START Data for analysis
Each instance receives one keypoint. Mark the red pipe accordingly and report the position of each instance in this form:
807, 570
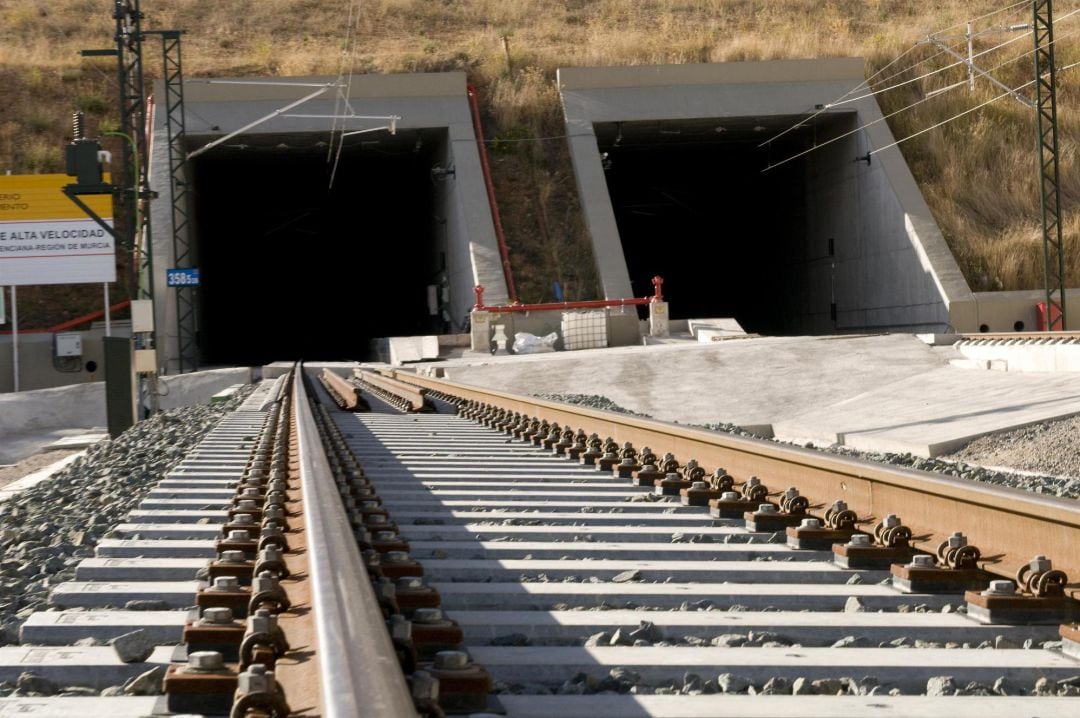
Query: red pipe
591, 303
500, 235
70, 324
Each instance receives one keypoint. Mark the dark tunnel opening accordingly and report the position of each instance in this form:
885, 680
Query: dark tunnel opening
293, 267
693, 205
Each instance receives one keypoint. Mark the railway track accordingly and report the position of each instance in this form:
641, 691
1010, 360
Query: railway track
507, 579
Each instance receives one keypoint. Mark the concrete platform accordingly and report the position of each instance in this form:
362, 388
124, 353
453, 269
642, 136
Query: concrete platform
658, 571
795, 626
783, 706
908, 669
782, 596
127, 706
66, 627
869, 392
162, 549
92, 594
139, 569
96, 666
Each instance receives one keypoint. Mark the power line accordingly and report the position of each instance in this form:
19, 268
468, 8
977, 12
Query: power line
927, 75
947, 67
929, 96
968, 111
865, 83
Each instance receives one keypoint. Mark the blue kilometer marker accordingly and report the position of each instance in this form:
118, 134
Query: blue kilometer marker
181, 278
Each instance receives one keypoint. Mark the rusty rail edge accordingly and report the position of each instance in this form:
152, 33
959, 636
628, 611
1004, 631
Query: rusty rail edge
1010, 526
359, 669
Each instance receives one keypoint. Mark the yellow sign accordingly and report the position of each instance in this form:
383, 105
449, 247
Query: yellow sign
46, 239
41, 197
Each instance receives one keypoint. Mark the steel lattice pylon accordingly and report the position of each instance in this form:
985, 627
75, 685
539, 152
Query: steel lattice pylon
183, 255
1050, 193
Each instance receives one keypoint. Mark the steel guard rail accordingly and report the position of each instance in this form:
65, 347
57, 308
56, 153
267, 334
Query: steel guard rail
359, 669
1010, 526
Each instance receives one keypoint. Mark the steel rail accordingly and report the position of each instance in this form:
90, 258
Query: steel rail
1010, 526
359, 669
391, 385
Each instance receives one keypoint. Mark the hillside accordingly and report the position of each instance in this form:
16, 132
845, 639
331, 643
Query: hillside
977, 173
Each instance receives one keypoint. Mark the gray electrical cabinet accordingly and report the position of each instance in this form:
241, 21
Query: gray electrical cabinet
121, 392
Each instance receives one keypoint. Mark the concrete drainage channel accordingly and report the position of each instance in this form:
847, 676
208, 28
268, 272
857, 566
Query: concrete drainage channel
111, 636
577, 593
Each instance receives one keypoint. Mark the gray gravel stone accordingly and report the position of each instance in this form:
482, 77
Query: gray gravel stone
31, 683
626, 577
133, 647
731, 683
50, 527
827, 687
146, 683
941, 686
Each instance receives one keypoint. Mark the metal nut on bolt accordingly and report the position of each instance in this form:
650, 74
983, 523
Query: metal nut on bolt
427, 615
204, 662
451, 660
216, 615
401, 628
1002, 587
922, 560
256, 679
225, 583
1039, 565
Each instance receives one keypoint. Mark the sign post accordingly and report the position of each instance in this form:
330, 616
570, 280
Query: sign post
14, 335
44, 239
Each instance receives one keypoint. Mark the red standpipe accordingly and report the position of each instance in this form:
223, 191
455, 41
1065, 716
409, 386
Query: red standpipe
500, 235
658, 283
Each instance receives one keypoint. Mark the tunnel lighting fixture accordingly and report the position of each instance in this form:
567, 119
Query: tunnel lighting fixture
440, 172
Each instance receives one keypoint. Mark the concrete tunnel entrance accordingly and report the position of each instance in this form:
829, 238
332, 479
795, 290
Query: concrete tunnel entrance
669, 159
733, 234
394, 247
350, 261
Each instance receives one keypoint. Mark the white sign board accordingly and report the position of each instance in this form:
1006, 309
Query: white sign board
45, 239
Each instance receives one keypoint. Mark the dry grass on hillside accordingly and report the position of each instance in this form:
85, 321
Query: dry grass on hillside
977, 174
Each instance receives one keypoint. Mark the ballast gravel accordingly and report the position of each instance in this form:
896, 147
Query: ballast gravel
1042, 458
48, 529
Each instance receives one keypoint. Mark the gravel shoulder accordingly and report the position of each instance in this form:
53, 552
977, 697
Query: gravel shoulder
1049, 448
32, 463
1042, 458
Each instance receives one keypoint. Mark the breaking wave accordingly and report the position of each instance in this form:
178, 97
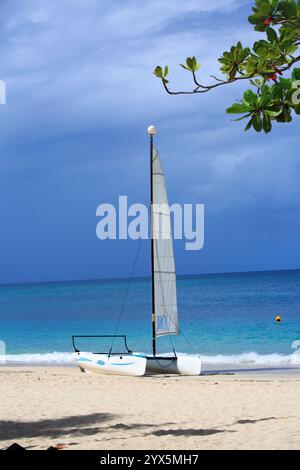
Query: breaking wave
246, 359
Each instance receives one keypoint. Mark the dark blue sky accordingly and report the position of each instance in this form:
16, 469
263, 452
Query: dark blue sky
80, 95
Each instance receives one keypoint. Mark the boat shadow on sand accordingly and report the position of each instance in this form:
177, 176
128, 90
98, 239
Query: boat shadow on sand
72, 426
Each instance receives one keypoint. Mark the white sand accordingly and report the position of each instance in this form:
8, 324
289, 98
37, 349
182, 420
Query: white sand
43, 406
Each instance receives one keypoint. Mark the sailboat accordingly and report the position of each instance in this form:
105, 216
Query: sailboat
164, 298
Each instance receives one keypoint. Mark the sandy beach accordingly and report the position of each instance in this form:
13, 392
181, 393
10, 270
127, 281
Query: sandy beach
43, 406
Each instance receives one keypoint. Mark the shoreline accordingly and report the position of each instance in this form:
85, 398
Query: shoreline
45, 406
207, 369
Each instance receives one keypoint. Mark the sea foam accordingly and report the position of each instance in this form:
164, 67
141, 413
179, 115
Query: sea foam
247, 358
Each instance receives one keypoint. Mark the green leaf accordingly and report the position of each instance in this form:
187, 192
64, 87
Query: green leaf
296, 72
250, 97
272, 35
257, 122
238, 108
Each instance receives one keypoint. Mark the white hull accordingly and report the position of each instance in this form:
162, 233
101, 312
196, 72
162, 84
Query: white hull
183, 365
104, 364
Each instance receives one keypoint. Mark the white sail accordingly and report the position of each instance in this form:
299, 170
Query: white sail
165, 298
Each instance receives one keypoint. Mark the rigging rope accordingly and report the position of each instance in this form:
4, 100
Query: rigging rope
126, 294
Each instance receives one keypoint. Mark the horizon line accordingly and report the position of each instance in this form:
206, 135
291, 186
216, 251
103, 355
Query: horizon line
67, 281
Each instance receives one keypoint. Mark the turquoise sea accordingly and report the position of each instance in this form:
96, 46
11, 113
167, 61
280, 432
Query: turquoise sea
END Data for analysis
Requirement :: Verbatim repeat, images removed: give each entry again exactly as it reads.

Task answer ::
Each instance receives one keypoint. Mark the red pipe accordingly and report the position of each instance in this form:
807, 570
Query: red pipe
591, 303
500, 235
70, 324
Each instance receives one keypoint. Mark the dark tunnel opening accordingly and report the position of each instance in this form:
885, 680
Query: dark tunnel opening
293, 267
693, 205
Each instance receives one keypoint. Mark the railway track accordingly and report the position of each instance in this form:
641, 691
1010, 360
Query: railway track
507, 579
Each instance receives one keypoint. Mark the concrete platform accordingly and report the position of each instance in this form:
362, 388
124, 353
453, 269
642, 136
Query: concrete platform
658, 571
795, 626
783, 706
908, 669
782, 596
127, 706
66, 627
869, 392
162, 549
92, 594
139, 569
96, 666
Each instance receives one keypoint. Mark the power line accordingly and report the position of each instance in this form:
19, 268
468, 8
977, 12
Query: power line
927, 75
947, 67
929, 96
968, 111
865, 83
Each instance receives one keypoint. Mark the blue kilometer marker accordingly and report the position of each instance in this form:
118, 134
Query: blue kilometer marker
181, 278
Each instance receives one keypoint. Mark the rusty rail edge accordingly and report the position of each instance in this form:
152, 33
959, 636
628, 611
1004, 631
Query: rusty rail edge
1010, 526
359, 669
Each instance receives one keypoint. Mark the yellow sign accordingly and report the position of each instance in this form:
383, 105
449, 247
Query: yellow sign
46, 239
41, 197
Each instance receives one keypoint. Mark the steel lattice pylon accordingly and report the position of each instance in this form:
985, 627
75, 685
539, 152
Query: steel lattice pylon
183, 255
1050, 193
Each instance receives one keypoint. Mark the steel guard rail accordingly and report the position of each instance in this form:
65, 347
57, 308
56, 153
267, 334
Query: steel guard rail
359, 669
1010, 526
Each instance receives one keypoint. Mark the steel rail accordingly and report the position of each instance in this form:
90, 258
Query: steel rail
1010, 526
359, 669
391, 385
Each instance receives one keypoint. Mark the hillside accordingly and report the position of each instance in this form:
16, 132
845, 639
331, 643
Query: hillside
977, 173
Each instance receives one keypoint. Mark the gray electrical cabinet accordingly and report the position of each instance in this form:
241, 21
Query: gray electrical cabinet
121, 392
Each instance receives one keypoint. Mark the concrete drainage channel accordingly and report the position of each instance in this form:
847, 676
208, 28
268, 272
857, 566
Query: concrete drainage channel
111, 636
577, 593
Each instance receives one keypoint. Mark the gray gravel stone accordingly and report the position of each instance in this form:
482, 77
Query: gray gravel stone
31, 683
626, 577
133, 647
731, 683
50, 527
827, 687
146, 683
941, 686
Each instance receives one keypoint. Mark the metal nut on bolt accordingly and report the position of each instance in this form:
650, 74
983, 523
Query: metal nut on bolt
427, 615
204, 662
451, 660
216, 615
401, 628
1002, 587
922, 560
256, 679
225, 583
1039, 565
Each instance receives one keypoint. Mark the sign post accordingly and report the position of each instance in this form:
330, 616
570, 280
Query: sign post
14, 335
44, 239
Each instance receives one keypoint. Mark the red standpipe accordingly and report the position of each instance in this form:
223, 191
455, 41
1065, 716
409, 386
Query: red standpipe
500, 235
658, 283
Each instance receives one keypoint. Mark the tunnel lighting fixture accordingly and report the position of each instance in this form:
567, 119
Query: tunnel lighting fixture
440, 172
Each instance receives one keypoint. Mark the concrete tunnel entrance accordingly and report the position of each instance in this form:
829, 238
332, 479
795, 290
Query: concrete tunnel entrance
669, 159
733, 234
394, 247
350, 261
Each instance receives one keypoint. Mark the white sign board accordingly and report the position of each instance in this form:
1006, 309
Query: white sign board
45, 239
Each instance receives one keypoint. Mark the dry grass on hillside accordingly and report the position of each instance in this form:
85, 321
Query: dry grass on hillside
977, 174
Each instance receives one keypoint. Mark the ballast gravel accordingly and report the position of each instance in this form:
896, 147
Query: ballast gravel
1042, 458
48, 529
Each instance receives one keypoint. Mark the gravel shoulder accordingly and report the position of each instance in this form:
53, 552
977, 697
Query: gravel shoulder
1049, 448
32, 463
1042, 458
Each instance receives one keypoint. Mark the breaking wave accordingly and report the position of each instance in this form:
178, 97
Query: breaking wave
246, 359
Each instance receives one keypoint. Mark the dark blue sky accordingly and report the position of each instance in this form:
16, 469
263, 452
Query: dark blue sky
80, 95
Each instance receives one keypoint. Mark the boat shadow on sand accordingly and report the position of each instance in this form:
177, 176
128, 90
98, 239
Query: boat shadow on sand
72, 426
Each instance receives one keypoint. Mark the white sand accordingly and report the position of each instance in this form:
8, 324
289, 98
37, 349
182, 420
Query: white sand
43, 406
Each instance receives one keypoint. Mark the sailboat accordingly and report the position of each instance in this form:
105, 216
Query: sailboat
164, 298
Each instance receives one keypoint. Mark the sandy beach accordingly and report the position of each instance in this form:
13, 392
181, 393
10, 270
127, 281
Query: sandy beach
43, 406
Each instance receives one keypoint. Mark the shoreline accordingly and report the position of each instance in this form:
85, 398
Query: shoreline
45, 406
207, 369
Each instance receives one keypoint. Mark the sea foam accordingly and report the position of each instance in this form:
164, 67
141, 413
179, 115
Query: sea foam
247, 358
Each instance receives one keypoint. Mark the green leaf accordingly and report the position of each instance in this form:
187, 192
64, 87
Query: green leaf
296, 72
250, 97
272, 35
257, 122
238, 108
Each instance receives one keypoint. Mark the white hull accordingly and report the position of each instance in this form:
162, 233
101, 312
196, 72
162, 84
Query: white hull
183, 365
104, 364
Each instance receives one keypoint. Mark the white sail accordingly and report the position of each instance in this form:
299, 170
Query: white sail
165, 298
Each instance receives one keypoint. Mark the rigging rope accordingly and report the position of each instance in this form:
4, 100
Query: rigging rope
126, 294
Each instance receives one keypoint. Mark the horizon line accordingly and report the position of each instance in this form:
206, 135
291, 186
216, 251
103, 355
Query: horizon line
67, 281
Each instance receives one keypoint. Mark the turquoise sea accordingly and report the position of each instance in this form:
96, 46
11, 113
167, 61
280, 432
Query: turquoise sea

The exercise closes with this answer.